Coordinate annotation data:
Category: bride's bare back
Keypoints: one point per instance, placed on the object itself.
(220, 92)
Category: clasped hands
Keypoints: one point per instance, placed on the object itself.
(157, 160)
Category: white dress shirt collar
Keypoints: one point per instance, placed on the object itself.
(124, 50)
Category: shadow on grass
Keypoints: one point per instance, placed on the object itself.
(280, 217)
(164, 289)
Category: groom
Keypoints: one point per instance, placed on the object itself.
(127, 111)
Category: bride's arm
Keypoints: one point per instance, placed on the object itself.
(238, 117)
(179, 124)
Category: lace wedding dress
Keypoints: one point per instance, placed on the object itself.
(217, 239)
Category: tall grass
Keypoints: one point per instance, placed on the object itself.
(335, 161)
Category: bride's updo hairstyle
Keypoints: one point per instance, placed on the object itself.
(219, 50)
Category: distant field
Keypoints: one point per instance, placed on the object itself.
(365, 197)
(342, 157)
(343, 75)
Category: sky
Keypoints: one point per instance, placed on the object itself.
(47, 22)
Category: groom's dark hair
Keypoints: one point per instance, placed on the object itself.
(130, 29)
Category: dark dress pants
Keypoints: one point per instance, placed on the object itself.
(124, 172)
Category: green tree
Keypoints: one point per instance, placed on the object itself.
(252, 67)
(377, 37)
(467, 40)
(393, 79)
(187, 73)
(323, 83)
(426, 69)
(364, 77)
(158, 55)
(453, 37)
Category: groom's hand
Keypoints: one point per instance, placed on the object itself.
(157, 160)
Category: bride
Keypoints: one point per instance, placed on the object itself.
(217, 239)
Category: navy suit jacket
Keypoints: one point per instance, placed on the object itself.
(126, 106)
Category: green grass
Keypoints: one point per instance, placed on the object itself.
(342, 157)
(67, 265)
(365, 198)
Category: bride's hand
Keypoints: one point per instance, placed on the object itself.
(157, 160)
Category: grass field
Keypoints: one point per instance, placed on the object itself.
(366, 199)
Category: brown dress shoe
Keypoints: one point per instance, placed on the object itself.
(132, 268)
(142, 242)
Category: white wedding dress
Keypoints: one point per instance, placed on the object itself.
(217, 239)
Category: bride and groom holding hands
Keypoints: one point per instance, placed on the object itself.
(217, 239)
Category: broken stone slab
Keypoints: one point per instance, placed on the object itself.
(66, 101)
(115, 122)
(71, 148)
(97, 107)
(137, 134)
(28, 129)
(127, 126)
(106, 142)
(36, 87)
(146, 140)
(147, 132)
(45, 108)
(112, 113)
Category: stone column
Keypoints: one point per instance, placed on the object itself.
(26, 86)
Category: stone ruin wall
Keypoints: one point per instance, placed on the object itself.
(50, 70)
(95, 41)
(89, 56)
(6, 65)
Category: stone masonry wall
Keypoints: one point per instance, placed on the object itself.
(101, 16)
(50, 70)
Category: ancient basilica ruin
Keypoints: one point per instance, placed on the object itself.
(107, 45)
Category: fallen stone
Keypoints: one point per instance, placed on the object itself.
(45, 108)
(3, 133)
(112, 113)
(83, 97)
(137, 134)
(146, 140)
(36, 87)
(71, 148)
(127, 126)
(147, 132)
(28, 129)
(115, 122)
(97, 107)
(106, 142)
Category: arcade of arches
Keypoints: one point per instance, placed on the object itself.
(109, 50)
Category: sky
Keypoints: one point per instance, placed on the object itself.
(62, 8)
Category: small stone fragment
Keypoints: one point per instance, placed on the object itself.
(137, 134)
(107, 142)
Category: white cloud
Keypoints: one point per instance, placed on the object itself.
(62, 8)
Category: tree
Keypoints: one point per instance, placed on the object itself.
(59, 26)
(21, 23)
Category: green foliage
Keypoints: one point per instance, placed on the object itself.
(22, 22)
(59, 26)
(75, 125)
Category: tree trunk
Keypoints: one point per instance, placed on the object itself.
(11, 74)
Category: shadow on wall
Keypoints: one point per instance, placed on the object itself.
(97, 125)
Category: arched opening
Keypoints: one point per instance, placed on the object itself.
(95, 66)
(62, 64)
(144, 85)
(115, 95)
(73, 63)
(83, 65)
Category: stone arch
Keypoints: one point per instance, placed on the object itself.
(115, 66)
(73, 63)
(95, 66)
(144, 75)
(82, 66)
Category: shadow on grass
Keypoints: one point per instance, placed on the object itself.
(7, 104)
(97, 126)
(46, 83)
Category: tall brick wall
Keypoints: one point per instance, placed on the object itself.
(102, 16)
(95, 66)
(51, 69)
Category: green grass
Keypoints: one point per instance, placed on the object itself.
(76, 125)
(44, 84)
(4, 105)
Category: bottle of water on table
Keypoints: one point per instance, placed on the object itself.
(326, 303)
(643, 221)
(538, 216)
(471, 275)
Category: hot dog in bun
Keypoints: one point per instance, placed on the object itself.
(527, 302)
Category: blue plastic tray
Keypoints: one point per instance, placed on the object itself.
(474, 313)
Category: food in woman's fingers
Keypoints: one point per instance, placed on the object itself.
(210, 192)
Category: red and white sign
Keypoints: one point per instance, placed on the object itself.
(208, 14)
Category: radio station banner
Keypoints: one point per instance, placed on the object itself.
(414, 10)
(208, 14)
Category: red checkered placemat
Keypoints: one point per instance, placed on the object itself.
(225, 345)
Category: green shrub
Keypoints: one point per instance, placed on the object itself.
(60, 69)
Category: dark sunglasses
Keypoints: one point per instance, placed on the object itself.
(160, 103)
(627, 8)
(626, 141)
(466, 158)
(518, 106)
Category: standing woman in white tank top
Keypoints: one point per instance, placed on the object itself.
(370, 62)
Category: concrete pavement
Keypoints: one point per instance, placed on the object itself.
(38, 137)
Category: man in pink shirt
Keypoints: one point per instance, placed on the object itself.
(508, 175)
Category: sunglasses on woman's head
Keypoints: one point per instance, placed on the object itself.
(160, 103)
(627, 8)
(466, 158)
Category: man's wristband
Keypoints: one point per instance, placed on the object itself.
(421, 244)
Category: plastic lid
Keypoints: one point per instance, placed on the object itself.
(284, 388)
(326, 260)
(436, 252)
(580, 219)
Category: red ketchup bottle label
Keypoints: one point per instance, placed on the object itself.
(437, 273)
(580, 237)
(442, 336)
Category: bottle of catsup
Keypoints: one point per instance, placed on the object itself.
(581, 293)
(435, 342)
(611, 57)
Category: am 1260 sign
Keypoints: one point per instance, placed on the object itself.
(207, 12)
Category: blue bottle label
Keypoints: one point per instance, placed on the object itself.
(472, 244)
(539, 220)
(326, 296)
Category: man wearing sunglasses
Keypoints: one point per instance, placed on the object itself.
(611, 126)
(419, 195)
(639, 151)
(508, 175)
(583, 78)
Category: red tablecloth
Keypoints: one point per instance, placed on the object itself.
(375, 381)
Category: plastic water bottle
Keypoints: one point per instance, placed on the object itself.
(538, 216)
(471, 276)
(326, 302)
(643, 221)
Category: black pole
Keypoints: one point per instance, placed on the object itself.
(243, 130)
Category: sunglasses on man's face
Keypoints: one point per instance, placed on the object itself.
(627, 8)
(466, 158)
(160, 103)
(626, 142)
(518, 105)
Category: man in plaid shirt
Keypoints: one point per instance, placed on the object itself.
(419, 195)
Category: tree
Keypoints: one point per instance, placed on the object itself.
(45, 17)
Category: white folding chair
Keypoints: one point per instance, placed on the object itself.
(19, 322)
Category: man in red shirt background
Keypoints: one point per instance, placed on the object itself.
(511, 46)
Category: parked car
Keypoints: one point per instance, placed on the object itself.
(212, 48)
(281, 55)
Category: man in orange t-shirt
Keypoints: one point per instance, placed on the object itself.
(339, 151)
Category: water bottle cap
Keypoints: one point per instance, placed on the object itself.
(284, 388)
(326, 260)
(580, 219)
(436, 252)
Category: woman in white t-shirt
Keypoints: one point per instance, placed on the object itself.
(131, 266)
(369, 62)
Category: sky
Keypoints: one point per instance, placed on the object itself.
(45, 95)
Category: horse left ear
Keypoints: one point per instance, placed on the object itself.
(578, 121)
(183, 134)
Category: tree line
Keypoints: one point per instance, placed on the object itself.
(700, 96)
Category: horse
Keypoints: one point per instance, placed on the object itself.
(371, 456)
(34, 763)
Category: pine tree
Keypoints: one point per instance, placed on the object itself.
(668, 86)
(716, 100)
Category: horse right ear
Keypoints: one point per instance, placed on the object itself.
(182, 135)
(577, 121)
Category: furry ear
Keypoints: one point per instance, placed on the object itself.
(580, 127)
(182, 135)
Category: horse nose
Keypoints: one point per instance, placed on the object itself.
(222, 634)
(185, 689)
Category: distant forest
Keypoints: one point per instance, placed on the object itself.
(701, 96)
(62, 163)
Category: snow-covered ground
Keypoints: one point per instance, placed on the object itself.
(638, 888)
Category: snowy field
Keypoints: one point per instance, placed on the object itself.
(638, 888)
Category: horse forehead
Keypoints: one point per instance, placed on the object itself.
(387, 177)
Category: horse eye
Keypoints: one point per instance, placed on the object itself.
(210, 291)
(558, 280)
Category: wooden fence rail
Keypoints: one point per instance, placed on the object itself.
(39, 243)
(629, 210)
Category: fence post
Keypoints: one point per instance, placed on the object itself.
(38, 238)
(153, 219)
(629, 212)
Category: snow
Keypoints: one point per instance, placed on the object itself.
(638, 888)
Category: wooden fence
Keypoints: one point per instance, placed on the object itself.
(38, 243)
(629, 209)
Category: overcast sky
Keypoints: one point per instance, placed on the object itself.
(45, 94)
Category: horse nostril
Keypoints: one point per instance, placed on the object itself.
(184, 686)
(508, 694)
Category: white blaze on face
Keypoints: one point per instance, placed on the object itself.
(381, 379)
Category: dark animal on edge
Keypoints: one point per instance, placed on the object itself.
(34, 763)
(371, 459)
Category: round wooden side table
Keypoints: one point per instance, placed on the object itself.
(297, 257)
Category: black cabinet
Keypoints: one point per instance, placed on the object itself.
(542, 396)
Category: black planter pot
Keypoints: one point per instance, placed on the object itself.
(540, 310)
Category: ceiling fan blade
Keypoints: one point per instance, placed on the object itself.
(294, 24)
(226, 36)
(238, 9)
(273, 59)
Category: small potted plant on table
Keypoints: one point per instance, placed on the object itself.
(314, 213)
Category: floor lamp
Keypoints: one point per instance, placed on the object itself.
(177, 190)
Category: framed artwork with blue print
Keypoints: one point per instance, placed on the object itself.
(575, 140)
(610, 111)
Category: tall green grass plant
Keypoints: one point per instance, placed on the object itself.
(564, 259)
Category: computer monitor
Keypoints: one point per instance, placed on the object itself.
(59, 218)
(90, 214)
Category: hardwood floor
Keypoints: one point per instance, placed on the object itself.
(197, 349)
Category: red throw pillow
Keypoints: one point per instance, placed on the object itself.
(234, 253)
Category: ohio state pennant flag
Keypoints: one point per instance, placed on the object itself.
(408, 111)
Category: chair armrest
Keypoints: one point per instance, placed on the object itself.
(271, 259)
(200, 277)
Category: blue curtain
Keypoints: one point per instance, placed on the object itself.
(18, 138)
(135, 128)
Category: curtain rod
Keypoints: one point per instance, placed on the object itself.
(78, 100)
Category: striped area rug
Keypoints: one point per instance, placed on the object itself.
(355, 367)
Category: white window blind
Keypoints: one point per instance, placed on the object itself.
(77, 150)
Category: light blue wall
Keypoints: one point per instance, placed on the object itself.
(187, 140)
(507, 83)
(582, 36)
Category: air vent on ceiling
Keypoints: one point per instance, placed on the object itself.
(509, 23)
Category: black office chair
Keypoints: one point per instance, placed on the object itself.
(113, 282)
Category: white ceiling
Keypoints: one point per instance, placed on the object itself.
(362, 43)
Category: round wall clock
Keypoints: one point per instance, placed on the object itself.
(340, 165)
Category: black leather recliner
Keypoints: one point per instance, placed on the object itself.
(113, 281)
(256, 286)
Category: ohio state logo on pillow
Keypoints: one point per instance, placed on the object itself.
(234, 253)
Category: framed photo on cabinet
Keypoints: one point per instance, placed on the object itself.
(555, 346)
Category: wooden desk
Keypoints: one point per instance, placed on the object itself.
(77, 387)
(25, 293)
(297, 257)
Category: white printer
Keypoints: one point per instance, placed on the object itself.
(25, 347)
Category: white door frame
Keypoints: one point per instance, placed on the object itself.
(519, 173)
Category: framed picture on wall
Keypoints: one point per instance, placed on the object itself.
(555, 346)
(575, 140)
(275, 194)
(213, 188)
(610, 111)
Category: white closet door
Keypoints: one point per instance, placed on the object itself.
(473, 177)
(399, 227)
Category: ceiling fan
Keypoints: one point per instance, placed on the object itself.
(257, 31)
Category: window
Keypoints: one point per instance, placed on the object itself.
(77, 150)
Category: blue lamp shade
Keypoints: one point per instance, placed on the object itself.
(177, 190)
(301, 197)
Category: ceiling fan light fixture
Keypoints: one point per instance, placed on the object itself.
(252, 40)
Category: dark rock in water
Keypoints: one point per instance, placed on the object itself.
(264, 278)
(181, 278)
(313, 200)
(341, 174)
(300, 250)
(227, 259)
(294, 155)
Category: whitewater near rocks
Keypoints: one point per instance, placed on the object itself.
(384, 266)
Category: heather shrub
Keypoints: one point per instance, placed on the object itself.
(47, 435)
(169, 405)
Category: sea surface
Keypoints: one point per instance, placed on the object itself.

=== Exercise goal ===
Render the data, beginning at the line that contains "Category: heather shrub" and continuing to the final line above, as a Markdown table with columns "Row" and "Line". Number each line and skip any blank ones.

=== Correct result ===
| Row | Line |
|---|---|
| 1 | Category: heather shrub |
| 2 | Keypoints: one point per instance, placed on the object itself. |
| 3 | (47, 435) |
| 4 | (169, 405) |
| 5 | Category: sea surface |
| 6 | Keypoints: one point per instance, placed on the object itself. |